(Pointing and labeling entries)

'''

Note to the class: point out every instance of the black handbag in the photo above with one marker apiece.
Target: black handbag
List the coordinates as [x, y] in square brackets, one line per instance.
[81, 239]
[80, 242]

'''

### Exercise goal
Transcribe each record exactly. Leave nothing out.

### Answer below
Note to the class: point out every instance of the black handbag in the photo above with one marker apiece.
Target: black handbag
List the coordinates as [x, y] in square brackets, one line per instance.
[81, 239]
[80, 242]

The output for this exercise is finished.